TASKS =>
a - According to the profile of Lalchand Rajput, which national team did he serve as head coach from 2018 to 2022?
b - Resume the article on Lalchand Rajput after its last sentence and add the next part of his coaching career.
── PAGE EXTRACT ──
Personal information
- Full name: Lalchand Sitaram Rajput
- Born: 18 December 1961 (age 64) Bombay, Maharashtra, India
- Batting: Right-handed
- Role: Batsman
- Relations: Akhil Rajput (son)

International information
- National side: India;
- Test debut (cap 171): 10 August 1985 v Sri Lanka
- Last Test: 6 September 1985 v Sri Lanka
- ODI debut (cap 53): 23 January 1985 v England
- Last ODI: 24 March 1987 v Pakistan

Head coaching information
- 2007–2008: India
- 2016–2017: Afghanistan
- 2018–2022: Zimbabwe
- 2024–present: United Arab Emirates

Career statistics
| Competition | Test | ODI | FC | LA |
| Matches | 2 | 4 | 110 | 61 |
| Runs scored | 105 | 9 | 7,988 | 1,965 |
| Batting average | 26.25 | 3.00 | 49.30 | 35.72 |
| 100s/50s | 0/1 | 0/0 | 20/46 | 3/15 |
| Top score | 61 | 8 | 275 | 115 |
| Balls bowled | – | 42 | 5,696 | 1,898 |
| Wickets | – | 0 | 59 | 31 |
| Bowling average | – | – | 45.22 | 45.12 |
| 5 wickets in innings | – | – | 1 | 0 |
| 10 wickets in match | – | – | 0 | 0 |
| Best bowling | – | – | 5/32 | 3/46 |
| Catches/stumpings | 1/– | 2/– | 79/– | 21/– |

Medal record
Men's Cricket
Representing India as Coach
ICC T20 World Cup
| Winner | 2007 South Africa |  |
- Source: Cricinfo, 4 February 2006

= Lalchand Rajput =

Indian cricketer and coach

Lalchand Sitaram Rajput; (born 18 December 1961) is an Indian cricket coach and former cricketer. He was appointed head coach of the United Arab Emirates national cricket team in 2024.

Rajput played in two Tests and four ODIs from 1985 to 1987. He took up coaching after the conclusion of his playing career and has also held administrative positions with the Mumbai Cricket Association. He has served as head coach of India (2007–2008), Afghanistan (2016–2017), Zimbabwe (2018–2022) and the United Arab Emirates (2024–present). He was appointed Manager of the Indian team at the 2007 ICC World Twenty20, which he led the team to be the maiden champions of the tournament.

== Playing career ==

Rajput had a distinguished career as an opening batsman for Bombay, and at one time was considered one of the best openers in India after Sunil Gavaskar. However, he did not translate his promise and success at the domestic level to the international arena, in the limited opportunities he had. He was an occasional off-spinner.

==Coaching career ==

Rajput attended a coaching clinic held at Bangalore in April 2007. He was coach of Under-19 Indian Cricket Team during the tour of England. Rajput was appointed as the manager of the World Cup winning Indian cricket team for the 2007 Twenty20 World Championship held in South Africa.
───
── EXTRACTED DATA ──
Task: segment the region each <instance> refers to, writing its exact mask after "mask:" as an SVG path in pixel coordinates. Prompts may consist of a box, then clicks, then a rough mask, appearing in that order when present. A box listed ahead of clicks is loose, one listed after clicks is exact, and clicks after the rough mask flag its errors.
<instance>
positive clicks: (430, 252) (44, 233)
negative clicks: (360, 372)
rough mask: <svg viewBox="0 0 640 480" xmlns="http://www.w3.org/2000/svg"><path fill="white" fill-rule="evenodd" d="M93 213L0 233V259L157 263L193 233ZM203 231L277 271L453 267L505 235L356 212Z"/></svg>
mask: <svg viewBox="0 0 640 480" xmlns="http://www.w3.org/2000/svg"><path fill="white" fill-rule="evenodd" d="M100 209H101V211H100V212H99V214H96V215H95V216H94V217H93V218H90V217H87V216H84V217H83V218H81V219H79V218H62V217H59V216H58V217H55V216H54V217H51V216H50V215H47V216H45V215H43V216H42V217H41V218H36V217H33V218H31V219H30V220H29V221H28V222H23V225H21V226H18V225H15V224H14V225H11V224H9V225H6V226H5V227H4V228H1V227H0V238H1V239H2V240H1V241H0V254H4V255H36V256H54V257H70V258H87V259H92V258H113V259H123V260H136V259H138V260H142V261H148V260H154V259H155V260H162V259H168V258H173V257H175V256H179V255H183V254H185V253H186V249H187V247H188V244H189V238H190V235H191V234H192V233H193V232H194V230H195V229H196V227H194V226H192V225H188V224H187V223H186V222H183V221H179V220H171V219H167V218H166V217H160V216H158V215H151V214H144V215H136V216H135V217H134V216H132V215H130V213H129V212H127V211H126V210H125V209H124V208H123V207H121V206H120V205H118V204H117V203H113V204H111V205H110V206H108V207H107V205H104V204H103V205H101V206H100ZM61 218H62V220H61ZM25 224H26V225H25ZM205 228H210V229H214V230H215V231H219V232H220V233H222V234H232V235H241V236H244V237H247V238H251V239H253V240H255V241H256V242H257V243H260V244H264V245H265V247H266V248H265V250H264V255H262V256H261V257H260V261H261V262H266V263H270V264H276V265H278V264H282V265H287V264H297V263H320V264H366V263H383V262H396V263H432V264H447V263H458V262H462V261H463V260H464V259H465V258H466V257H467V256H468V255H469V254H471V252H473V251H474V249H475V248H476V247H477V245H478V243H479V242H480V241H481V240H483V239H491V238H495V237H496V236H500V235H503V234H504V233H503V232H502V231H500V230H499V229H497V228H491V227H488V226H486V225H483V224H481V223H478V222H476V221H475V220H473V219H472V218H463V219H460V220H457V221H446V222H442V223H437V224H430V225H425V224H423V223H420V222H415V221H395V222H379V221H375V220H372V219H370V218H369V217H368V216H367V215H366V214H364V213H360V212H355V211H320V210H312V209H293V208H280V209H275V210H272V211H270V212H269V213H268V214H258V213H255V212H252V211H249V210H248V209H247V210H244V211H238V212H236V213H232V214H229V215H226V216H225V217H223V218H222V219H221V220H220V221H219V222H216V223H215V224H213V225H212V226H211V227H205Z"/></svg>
───
RESPONSE LIST =>
a - Zimbabwe

b -
Rajput was the coach of the Mumbai Indians in the Indian Premier League 2008. He was caught on camera laughing when Harbhajan Singh slapped Sreesanth after a match between Mumbai Indians and Kings XI Punjab. The BCCI stated that it was shameful that Rajput was laughing on witnessing the incident. It was expected that BCCI would take strong action against Rajput.

In June 2016, Rajput was named as head coach of Afghanistan's national team, replacing Pakistan's Inzamam ul Haq; during his spell in charge, they defeated West Indies in a one-day international at Gros Islet and were promoted to full membership of the International Cricket Council. But the Afghan board ended his contract in August 2017; he was later replaced by Phil Simmons..

In May 2018, he was named as the interim head coach of the Zimbabwe national cricket team. In August 2018, he was appointed to the role on a permanent basis. In June 2019, he was named as the coach of the Winnipeg Hawks franchise team for the 2019 Global T20 Canada tournament.

In March 2022, Zimbabwe Cricket extended Rajput's contract and he served Zimbabwe up until early June 2022. Following the conclusion of Zimbabwe's home series against Afghanistan, he was replaced by Dave Houghton as the new head coach of Zimbabwe.

Rajput was appointed head coach of the United Arab Emirates national cricket team in February 2024. He signed a three-year contract with the 2024 ICC Men's T20 World Cup as his first major tournament in charge of the team.